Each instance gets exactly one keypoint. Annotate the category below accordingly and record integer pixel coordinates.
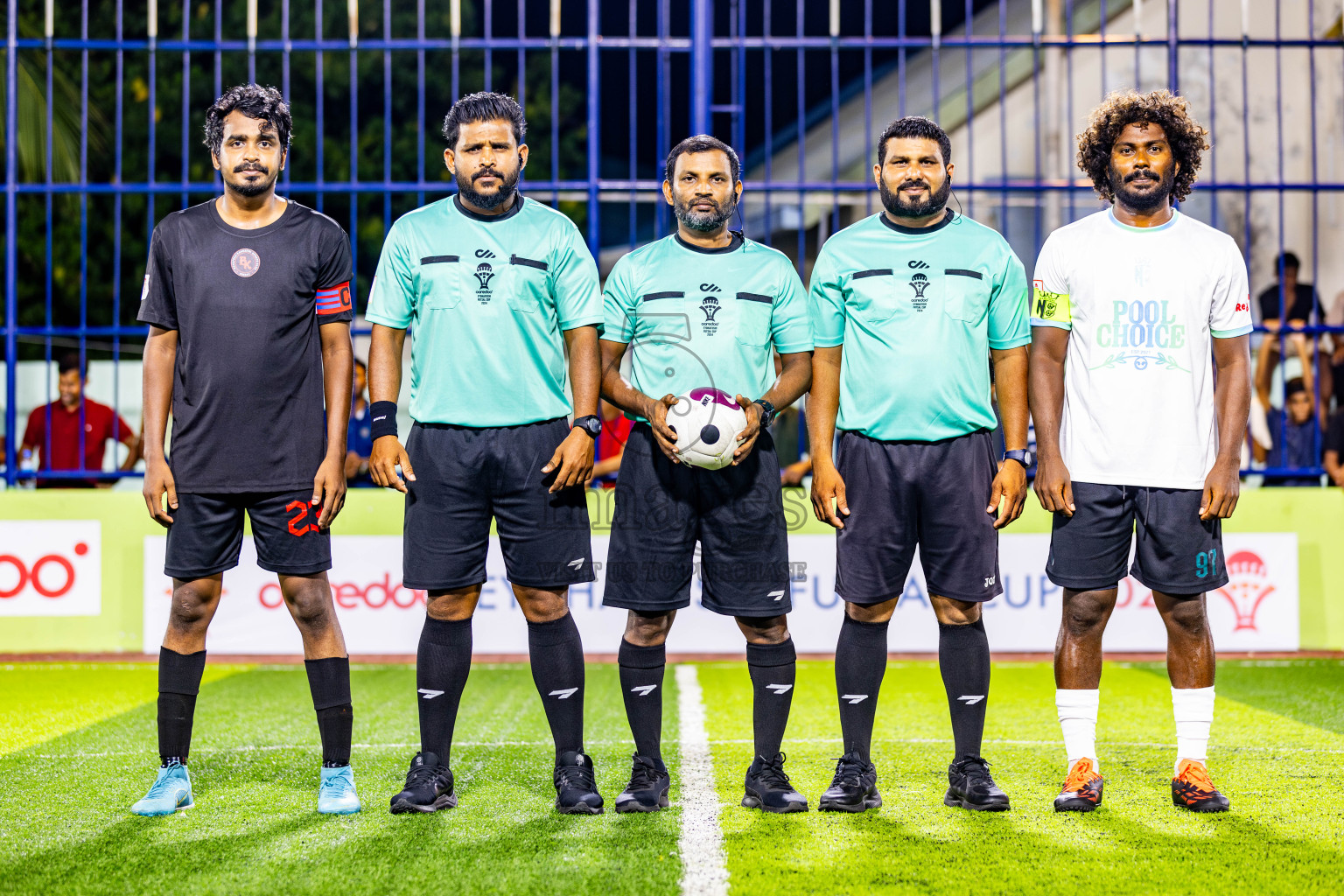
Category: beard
(704, 220)
(257, 188)
(900, 207)
(508, 185)
(1141, 202)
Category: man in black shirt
(248, 300)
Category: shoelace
(848, 773)
(1080, 775)
(642, 775)
(574, 777)
(772, 774)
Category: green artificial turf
(78, 748)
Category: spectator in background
(58, 448)
(359, 434)
(611, 446)
(1293, 431)
(1335, 449)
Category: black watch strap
(592, 424)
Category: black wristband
(382, 419)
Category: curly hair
(1126, 108)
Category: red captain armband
(333, 300)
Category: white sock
(1194, 708)
(1078, 722)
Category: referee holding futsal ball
(498, 288)
(909, 306)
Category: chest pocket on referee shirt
(440, 283)
(526, 288)
(752, 312)
(965, 294)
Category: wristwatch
(592, 424)
(766, 413)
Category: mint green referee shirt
(706, 318)
(488, 300)
(917, 312)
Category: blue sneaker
(336, 795)
(170, 793)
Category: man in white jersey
(1135, 424)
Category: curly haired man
(1132, 424)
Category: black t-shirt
(248, 401)
(1304, 300)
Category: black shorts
(1175, 552)
(664, 508)
(464, 476)
(932, 494)
(207, 534)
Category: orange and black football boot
(1194, 790)
(1082, 788)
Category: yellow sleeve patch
(1050, 306)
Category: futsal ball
(707, 422)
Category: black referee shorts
(664, 508)
(207, 534)
(932, 494)
(464, 477)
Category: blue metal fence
(724, 66)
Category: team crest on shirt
(920, 283)
(484, 274)
(245, 262)
(710, 306)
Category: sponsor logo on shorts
(245, 262)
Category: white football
(707, 422)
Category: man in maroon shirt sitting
(58, 449)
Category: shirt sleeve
(158, 303)
(619, 304)
(391, 298)
(1050, 305)
(1008, 323)
(1230, 315)
(332, 290)
(578, 298)
(825, 303)
(790, 323)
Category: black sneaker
(972, 788)
(648, 788)
(854, 788)
(429, 786)
(769, 788)
(576, 793)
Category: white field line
(626, 743)
(704, 860)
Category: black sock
(773, 668)
(556, 654)
(179, 682)
(328, 680)
(443, 664)
(964, 662)
(860, 662)
(641, 685)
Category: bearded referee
(499, 289)
(1140, 388)
(248, 306)
(910, 308)
(704, 311)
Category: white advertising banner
(52, 567)
(1256, 612)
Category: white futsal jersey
(1143, 305)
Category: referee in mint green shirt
(499, 289)
(909, 308)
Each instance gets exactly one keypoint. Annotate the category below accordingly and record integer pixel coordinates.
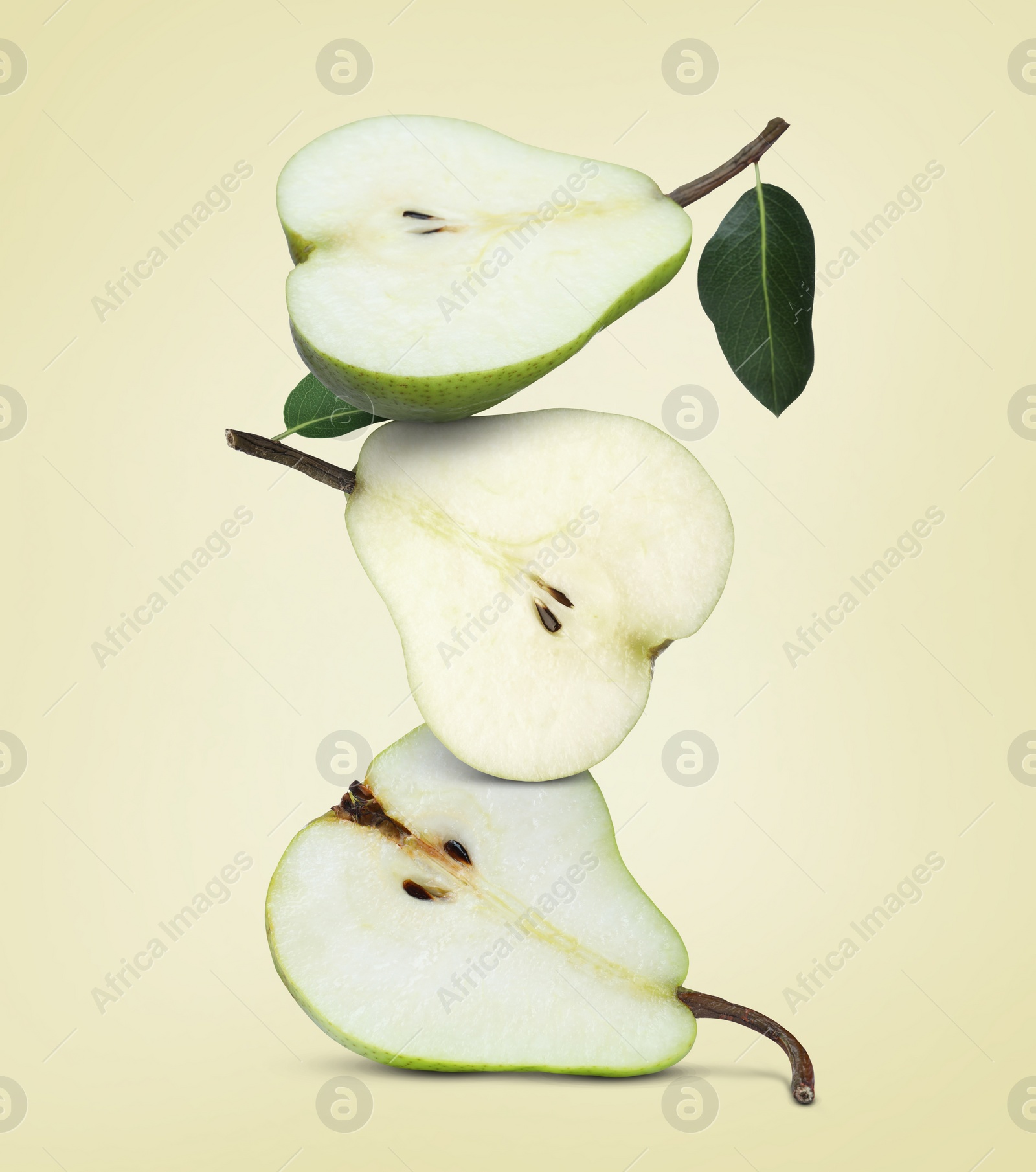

Given problem: Reproduce all of the entries above with every occurrence of "futsal ball" exchanged for "match ball", leaving everything else unchanged. Omit the pictures from your answer.

Final result:
Each instance gets exactly one keypoint. Annotate the category below accordingly and record integer pixel coordinates.
Category: beard
(704, 220)
(257, 188)
(900, 207)
(508, 185)
(1141, 202)
Category: man in black shirt
(248, 300)
Category: shoelace
(848, 773)
(1080, 775)
(642, 775)
(574, 777)
(772, 774)
Category: green artificial turf
(78, 748)
Category: spectator in background
(58, 448)
(359, 434)
(611, 446)
(1293, 431)
(1335, 449)
Category: black watch strap
(592, 424)
Category: black wristband
(382, 419)
Category: curly hair
(1126, 108)
Category: red captain armband
(333, 300)
Category: white sock
(1194, 708)
(1078, 722)
Category: referee holding match ball
(498, 288)
(909, 306)
Category: chest pocket on referee shirt
(440, 283)
(526, 288)
(752, 312)
(965, 294)
Category: wristwatch
(592, 424)
(766, 413)
Category: mint green referee shirt
(706, 318)
(488, 300)
(917, 312)
Category: blue sneaker
(336, 795)
(170, 793)
Category: man in white jersey
(1135, 424)
Category: curly haired man
(1132, 424)
Category: black t-shirt
(248, 401)
(1304, 300)
Category: black shorts
(1175, 552)
(664, 508)
(464, 476)
(932, 494)
(207, 534)
Category: orange and black football boot
(1194, 790)
(1082, 788)
Category: yellow sleeve patch
(1050, 306)
Category: match ball
(707, 422)
Category: black referee shorts
(664, 508)
(207, 534)
(932, 494)
(464, 477)
Category: blue metal fence
(724, 66)
Category: team crest on shirt
(920, 283)
(484, 274)
(245, 262)
(710, 306)
Category: sponsor logo on shorts
(245, 262)
Category: white football
(707, 422)
Category: man in maroon shirt sitting
(58, 449)
Category: shirt sleeve
(158, 303)
(619, 304)
(391, 298)
(1050, 305)
(1008, 323)
(1230, 315)
(332, 290)
(578, 298)
(825, 303)
(790, 323)
Category: black sneaker
(972, 788)
(648, 788)
(854, 788)
(429, 786)
(769, 788)
(576, 793)
Category: white field line
(626, 743)
(704, 860)
Category: black sock
(773, 668)
(556, 654)
(179, 682)
(328, 680)
(443, 664)
(964, 662)
(860, 662)
(641, 685)
Category: bearded referee
(499, 289)
(1140, 388)
(248, 306)
(910, 308)
(704, 311)
Category: white advertising banner
(52, 567)
(1256, 612)
Category: white futsal jersey
(1143, 305)
Category: referee in mint green shirt
(499, 289)
(909, 308)
Each instance gets exactly one keypoint. Annotate the category below accordingly and record integer pixel coordinates.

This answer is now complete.